● **RECORDS PROVIDED**:
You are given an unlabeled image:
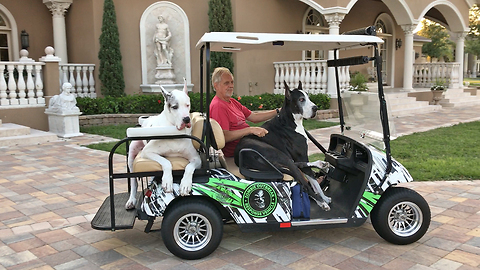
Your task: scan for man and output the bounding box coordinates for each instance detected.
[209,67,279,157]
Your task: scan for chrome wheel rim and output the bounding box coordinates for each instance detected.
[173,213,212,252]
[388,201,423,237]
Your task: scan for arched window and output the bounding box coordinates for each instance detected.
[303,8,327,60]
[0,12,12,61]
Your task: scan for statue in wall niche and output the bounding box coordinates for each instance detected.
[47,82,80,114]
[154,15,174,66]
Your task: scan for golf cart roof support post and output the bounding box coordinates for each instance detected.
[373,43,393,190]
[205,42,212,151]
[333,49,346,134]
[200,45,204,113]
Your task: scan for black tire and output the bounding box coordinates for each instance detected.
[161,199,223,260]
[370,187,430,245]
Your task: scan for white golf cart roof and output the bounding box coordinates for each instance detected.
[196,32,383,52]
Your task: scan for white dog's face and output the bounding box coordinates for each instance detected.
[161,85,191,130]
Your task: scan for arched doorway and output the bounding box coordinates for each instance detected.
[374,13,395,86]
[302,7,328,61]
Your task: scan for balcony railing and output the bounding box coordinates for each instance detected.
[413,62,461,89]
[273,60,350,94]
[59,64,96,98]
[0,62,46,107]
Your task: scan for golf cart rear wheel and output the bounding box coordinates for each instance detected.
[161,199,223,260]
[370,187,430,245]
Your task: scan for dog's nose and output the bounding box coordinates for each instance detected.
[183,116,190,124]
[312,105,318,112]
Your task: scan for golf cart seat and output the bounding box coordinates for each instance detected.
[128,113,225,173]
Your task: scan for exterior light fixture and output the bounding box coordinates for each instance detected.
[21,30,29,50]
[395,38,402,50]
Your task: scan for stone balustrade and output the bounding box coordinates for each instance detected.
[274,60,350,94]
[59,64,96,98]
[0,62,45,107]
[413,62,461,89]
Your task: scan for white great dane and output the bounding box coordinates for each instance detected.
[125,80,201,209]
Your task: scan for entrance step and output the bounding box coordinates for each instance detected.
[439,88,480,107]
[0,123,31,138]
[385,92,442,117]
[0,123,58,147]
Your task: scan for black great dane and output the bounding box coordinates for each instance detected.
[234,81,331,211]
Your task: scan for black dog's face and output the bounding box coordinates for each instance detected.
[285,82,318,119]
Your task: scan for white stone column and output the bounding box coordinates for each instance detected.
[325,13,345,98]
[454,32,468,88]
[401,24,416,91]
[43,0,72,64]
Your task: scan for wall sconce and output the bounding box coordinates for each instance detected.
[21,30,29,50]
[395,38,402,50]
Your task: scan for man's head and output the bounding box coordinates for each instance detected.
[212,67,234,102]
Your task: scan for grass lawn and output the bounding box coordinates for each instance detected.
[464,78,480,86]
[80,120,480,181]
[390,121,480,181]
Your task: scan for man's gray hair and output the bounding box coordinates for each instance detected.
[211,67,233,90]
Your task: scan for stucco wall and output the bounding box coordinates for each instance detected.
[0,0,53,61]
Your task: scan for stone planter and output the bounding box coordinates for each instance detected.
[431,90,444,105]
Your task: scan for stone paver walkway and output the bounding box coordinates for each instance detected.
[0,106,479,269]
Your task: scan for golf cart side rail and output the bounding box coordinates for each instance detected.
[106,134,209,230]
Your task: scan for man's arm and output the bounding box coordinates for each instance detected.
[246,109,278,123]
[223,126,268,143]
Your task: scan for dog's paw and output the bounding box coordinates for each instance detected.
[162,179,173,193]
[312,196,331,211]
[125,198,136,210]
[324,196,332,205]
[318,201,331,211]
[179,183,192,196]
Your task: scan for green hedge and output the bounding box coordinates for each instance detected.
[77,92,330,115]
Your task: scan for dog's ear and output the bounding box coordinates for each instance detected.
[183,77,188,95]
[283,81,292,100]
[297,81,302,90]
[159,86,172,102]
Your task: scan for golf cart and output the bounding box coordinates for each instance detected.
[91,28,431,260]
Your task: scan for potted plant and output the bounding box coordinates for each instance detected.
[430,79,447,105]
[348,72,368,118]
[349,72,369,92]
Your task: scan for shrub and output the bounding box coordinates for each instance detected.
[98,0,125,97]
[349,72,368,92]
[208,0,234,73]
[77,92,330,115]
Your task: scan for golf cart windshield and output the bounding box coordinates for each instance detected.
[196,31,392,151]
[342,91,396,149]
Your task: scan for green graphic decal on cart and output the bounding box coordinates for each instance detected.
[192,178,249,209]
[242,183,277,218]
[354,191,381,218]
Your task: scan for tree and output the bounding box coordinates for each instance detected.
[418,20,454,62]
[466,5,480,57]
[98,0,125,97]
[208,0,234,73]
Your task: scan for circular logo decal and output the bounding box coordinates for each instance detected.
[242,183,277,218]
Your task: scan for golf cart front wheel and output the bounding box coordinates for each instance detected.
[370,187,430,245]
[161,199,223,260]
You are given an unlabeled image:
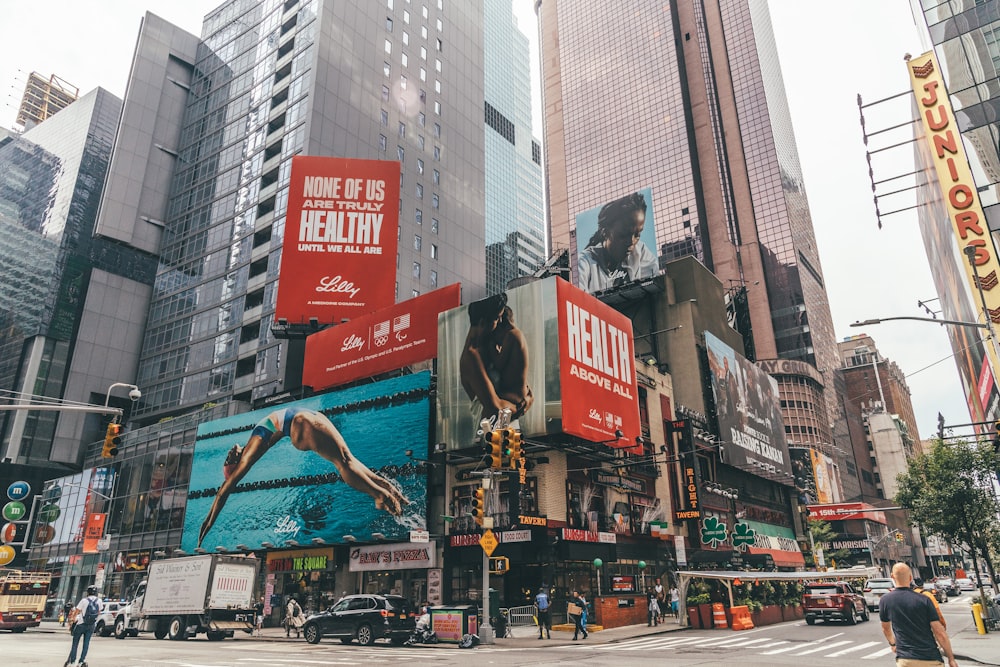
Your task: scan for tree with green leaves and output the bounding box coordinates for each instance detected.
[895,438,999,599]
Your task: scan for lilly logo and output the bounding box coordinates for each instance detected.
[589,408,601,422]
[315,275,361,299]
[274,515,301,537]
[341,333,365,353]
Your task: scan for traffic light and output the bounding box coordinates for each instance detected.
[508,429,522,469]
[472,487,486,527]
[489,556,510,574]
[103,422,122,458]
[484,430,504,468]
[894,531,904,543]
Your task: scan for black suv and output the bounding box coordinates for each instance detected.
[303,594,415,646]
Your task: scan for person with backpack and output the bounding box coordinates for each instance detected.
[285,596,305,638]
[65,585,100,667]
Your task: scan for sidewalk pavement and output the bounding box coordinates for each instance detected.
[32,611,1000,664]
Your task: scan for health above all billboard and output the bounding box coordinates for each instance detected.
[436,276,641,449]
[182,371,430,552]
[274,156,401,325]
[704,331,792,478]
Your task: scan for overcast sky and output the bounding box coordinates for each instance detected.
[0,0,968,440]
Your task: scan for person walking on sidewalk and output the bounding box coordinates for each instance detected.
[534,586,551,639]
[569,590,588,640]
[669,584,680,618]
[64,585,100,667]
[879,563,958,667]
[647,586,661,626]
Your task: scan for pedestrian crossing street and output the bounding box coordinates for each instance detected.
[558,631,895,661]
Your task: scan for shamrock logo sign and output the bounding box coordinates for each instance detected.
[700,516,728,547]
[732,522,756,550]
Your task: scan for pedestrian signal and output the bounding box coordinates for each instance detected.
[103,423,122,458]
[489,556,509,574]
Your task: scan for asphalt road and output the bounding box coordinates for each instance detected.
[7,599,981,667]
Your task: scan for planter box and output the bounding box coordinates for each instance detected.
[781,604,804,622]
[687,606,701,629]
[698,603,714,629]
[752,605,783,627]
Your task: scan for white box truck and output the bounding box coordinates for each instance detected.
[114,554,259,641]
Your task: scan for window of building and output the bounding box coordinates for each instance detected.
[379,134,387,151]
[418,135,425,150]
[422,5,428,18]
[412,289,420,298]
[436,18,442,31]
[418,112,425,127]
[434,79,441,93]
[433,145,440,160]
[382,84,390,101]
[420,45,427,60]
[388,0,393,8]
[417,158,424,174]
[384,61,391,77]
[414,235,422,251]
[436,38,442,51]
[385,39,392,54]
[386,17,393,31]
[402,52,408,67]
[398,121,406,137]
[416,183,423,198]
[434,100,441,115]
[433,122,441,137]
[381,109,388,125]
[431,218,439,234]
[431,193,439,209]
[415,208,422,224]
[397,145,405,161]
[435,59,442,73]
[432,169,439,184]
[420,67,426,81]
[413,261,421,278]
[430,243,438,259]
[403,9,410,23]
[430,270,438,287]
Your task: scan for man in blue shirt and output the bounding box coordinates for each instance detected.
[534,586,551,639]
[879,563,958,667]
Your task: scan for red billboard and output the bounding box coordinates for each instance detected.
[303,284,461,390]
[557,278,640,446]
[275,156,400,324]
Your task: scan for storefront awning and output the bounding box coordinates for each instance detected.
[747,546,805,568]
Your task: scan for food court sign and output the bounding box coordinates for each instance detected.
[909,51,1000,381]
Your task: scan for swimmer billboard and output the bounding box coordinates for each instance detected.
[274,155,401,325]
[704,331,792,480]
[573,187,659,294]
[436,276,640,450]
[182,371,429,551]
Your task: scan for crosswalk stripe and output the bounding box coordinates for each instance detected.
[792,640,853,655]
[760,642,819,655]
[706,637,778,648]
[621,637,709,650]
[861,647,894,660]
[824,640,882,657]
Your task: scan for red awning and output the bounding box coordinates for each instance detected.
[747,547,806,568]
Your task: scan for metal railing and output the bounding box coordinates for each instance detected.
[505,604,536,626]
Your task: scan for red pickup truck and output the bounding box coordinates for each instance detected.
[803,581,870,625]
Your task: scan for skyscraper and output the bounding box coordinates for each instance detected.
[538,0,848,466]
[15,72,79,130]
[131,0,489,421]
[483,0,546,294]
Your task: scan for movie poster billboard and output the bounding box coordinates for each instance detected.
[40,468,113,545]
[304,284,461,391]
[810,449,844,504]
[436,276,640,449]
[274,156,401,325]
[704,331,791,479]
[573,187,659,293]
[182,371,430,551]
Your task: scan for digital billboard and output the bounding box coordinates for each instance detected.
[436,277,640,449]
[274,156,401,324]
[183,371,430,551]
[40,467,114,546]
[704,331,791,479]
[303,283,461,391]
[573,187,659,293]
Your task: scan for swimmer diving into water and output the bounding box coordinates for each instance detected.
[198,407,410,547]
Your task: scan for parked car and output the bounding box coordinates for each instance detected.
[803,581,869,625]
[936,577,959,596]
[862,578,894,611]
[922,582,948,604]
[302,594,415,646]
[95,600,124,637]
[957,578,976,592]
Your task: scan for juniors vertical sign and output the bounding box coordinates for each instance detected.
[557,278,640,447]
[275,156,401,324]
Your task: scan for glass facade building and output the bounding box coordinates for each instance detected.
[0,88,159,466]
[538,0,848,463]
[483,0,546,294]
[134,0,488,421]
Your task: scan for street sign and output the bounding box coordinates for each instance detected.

---

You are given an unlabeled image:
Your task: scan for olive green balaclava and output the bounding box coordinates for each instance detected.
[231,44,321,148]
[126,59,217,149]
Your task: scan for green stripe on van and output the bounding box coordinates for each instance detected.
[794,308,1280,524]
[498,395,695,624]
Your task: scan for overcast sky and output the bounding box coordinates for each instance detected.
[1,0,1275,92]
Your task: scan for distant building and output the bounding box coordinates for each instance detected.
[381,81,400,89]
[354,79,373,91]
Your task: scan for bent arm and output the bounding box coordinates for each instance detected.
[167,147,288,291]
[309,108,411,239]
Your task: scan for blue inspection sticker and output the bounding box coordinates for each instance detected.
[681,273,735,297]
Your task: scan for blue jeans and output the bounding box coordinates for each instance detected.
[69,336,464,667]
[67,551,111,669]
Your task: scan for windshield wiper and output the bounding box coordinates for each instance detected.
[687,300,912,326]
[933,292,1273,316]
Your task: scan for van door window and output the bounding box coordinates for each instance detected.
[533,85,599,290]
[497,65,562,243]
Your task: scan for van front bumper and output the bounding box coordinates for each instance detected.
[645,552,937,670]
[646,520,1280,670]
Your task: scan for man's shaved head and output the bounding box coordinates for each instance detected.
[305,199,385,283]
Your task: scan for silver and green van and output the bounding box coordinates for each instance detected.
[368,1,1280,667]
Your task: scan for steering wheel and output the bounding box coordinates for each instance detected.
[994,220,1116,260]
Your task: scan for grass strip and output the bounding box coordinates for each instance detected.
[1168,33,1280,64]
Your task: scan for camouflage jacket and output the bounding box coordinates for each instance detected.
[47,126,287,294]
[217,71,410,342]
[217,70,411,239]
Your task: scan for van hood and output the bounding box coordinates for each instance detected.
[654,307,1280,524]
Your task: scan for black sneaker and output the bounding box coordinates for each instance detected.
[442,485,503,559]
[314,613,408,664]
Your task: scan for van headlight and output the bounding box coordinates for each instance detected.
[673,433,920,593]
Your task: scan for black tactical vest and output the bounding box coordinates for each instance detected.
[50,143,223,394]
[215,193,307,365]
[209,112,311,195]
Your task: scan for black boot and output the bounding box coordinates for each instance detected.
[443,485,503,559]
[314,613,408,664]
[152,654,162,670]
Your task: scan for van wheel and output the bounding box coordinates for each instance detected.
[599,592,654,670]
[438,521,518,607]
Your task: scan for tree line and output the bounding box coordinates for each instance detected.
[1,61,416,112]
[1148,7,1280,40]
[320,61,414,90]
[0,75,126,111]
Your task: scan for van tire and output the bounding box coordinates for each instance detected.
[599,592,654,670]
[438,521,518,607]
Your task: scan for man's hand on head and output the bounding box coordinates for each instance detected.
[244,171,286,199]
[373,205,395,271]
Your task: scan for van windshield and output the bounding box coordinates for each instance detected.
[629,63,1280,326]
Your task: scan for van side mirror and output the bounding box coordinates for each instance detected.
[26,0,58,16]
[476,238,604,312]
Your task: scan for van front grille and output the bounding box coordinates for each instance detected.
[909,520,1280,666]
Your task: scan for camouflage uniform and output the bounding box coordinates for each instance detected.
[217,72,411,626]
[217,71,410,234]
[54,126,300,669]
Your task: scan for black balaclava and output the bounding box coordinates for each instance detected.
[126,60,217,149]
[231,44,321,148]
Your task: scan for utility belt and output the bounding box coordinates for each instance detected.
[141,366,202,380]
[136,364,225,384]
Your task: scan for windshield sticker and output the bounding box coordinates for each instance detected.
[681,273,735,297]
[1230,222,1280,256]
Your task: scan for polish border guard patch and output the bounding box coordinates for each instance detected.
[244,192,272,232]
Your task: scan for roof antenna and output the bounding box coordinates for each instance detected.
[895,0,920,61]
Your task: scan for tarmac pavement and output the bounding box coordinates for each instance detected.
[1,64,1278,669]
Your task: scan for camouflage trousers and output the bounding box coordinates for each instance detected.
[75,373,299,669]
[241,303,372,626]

* * *

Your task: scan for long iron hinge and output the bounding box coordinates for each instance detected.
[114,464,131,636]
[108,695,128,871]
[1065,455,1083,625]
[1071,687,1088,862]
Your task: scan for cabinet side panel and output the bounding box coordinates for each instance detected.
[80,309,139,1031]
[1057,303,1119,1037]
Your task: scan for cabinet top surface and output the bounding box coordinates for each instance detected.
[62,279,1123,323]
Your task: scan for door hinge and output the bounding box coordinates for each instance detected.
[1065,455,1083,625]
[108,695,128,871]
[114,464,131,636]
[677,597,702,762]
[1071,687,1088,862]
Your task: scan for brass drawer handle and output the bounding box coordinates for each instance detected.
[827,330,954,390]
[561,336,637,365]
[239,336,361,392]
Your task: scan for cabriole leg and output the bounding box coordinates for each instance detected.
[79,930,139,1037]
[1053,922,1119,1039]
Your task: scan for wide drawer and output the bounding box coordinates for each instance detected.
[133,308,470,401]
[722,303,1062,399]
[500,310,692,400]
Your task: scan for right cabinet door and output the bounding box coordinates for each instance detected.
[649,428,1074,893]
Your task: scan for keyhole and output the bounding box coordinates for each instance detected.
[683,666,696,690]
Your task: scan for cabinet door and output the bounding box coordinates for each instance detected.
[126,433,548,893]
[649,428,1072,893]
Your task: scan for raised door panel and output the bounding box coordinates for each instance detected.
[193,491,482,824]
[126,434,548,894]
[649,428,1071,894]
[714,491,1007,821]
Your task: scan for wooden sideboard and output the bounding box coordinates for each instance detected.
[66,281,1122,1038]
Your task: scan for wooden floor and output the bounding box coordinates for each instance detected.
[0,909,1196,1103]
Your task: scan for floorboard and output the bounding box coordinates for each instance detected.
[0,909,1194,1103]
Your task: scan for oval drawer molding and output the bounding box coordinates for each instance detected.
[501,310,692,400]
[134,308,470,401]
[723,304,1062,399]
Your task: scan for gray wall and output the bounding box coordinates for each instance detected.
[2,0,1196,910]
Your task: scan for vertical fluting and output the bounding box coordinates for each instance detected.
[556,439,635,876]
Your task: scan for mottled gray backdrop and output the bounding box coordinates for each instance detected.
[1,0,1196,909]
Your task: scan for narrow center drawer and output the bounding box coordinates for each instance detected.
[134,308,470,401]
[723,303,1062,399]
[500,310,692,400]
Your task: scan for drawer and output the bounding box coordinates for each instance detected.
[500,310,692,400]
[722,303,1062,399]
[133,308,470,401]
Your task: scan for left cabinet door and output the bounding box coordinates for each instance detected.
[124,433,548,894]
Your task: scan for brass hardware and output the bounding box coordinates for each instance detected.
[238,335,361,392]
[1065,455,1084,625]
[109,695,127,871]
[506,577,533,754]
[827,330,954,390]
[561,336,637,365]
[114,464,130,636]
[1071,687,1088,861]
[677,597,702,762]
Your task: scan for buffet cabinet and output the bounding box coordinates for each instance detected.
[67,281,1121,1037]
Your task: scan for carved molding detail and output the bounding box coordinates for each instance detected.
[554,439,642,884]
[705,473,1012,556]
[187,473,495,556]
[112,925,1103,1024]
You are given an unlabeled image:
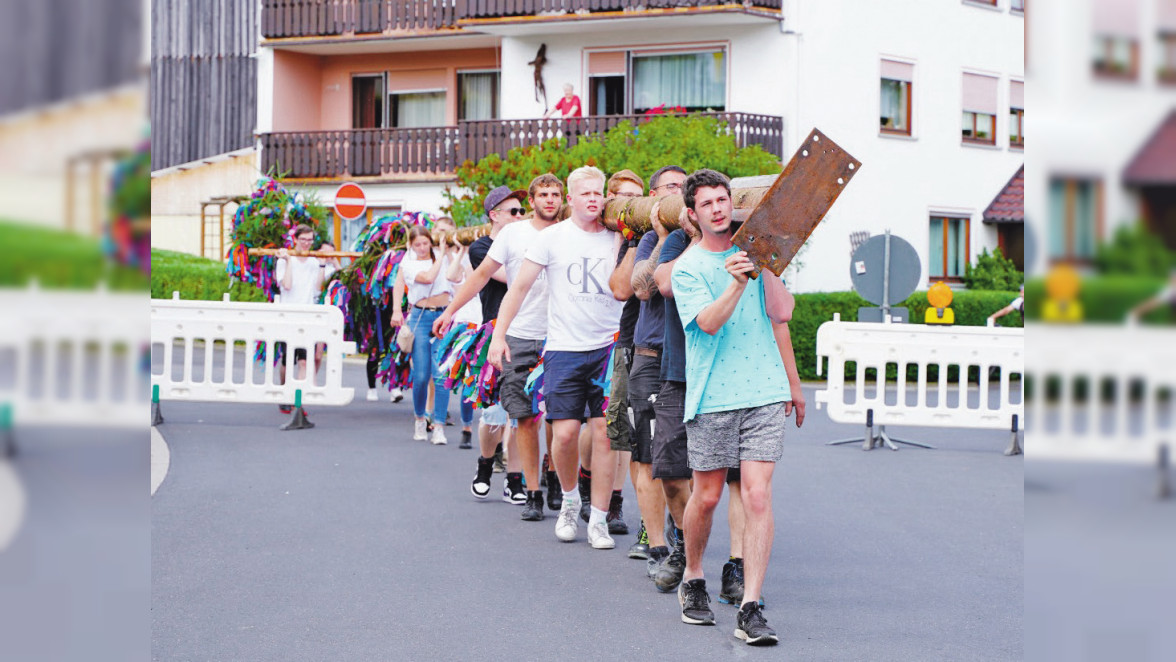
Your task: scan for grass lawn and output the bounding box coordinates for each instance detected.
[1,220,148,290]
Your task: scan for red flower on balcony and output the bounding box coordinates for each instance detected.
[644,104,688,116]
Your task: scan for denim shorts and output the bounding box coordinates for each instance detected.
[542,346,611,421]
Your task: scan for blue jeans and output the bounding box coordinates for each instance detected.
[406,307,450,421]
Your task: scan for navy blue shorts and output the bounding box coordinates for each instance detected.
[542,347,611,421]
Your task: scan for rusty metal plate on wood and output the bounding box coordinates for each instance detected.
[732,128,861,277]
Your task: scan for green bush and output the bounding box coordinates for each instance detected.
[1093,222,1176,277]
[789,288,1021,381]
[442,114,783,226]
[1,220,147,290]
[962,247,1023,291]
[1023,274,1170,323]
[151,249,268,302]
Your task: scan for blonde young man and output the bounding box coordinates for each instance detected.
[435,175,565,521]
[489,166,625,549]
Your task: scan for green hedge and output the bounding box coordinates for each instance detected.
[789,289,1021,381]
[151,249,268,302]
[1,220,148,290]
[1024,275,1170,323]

● **PROBLEM STATEMENT**:
Go back to the listing above. Copy word for word the lines from the one with "Your task: scan for swimmer diving" through the one with "Your task: scan for street", and nothing more.

● **FINAL ANSWER**:
Your task: scan for swimmer diving into water and output the bounding box coordinates for each instance detected.
[198,407,410,547]
Your task: scan for parked car and output the bounding box coordinates for each instance detected.
[803,581,869,625]
[936,577,959,596]
[862,578,894,611]
[922,582,948,604]
[302,594,415,646]
[95,600,124,637]
[957,578,976,592]
Your task: scan for juniors vertical sign and output the bounding box coordinates for each instance detected.
[557,278,640,447]
[275,156,401,324]
Your task: scan for glass facade building and output the bounding box coordinates for each instance detected.
[0,88,159,466]
[538,0,848,463]
[483,0,546,294]
[134,0,488,421]
Your task: scan for street sign and output the bounding box coordinates for each instance detected.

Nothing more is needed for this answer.